*** Block opens ***

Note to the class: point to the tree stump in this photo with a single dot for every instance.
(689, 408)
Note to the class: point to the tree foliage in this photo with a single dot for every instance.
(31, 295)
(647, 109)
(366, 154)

*** Block closes ***

Exercise objective | The line with "Note to the class: point to the tree foliage" through the last line of the entries above: output exactly those lines and nothing else.

Answer for this exercise |
Note to the class: point to the tree foliage in this photo with a single dot for every instance.
(31, 295)
(647, 109)
(366, 154)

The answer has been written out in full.